Records from a data source:
◇ ◇ ◇ ◇

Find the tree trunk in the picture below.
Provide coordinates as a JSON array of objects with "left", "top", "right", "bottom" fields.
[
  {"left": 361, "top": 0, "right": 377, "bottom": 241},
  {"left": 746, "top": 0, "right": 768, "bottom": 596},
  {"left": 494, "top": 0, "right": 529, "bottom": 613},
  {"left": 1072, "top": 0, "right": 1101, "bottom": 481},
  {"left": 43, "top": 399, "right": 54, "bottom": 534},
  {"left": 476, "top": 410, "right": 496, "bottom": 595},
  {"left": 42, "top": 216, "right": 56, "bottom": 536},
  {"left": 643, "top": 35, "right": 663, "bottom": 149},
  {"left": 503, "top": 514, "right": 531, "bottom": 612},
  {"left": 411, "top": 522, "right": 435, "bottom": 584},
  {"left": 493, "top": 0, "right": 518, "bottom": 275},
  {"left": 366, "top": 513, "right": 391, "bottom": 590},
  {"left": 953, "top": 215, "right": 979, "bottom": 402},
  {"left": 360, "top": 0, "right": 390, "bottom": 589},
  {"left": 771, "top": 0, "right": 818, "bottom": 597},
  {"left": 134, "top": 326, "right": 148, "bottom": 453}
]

◇ ◇ ◇ ◇

## WORK REQUIRED
Write out the records. Leave nothing out and change nothing.

## SOLVED EXERCISE
Find the tree trunk in the picture below.
Provide coordinates as a JSON array of objects with "left", "top", "right", "bottom" fields.
[
  {"left": 361, "top": 0, "right": 377, "bottom": 241},
  {"left": 746, "top": 0, "right": 768, "bottom": 596},
  {"left": 494, "top": 0, "right": 529, "bottom": 613},
  {"left": 1072, "top": 0, "right": 1101, "bottom": 481},
  {"left": 43, "top": 399, "right": 54, "bottom": 534},
  {"left": 476, "top": 410, "right": 496, "bottom": 595},
  {"left": 42, "top": 216, "right": 56, "bottom": 536},
  {"left": 643, "top": 35, "right": 663, "bottom": 149},
  {"left": 503, "top": 514, "right": 531, "bottom": 612},
  {"left": 411, "top": 522, "right": 435, "bottom": 584},
  {"left": 493, "top": 0, "right": 518, "bottom": 275},
  {"left": 366, "top": 513, "right": 391, "bottom": 590},
  {"left": 953, "top": 215, "right": 979, "bottom": 402},
  {"left": 360, "top": 0, "right": 390, "bottom": 589},
  {"left": 771, "top": 0, "right": 818, "bottom": 597},
  {"left": 134, "top": 326, "right": 148, "bottom": 453}
]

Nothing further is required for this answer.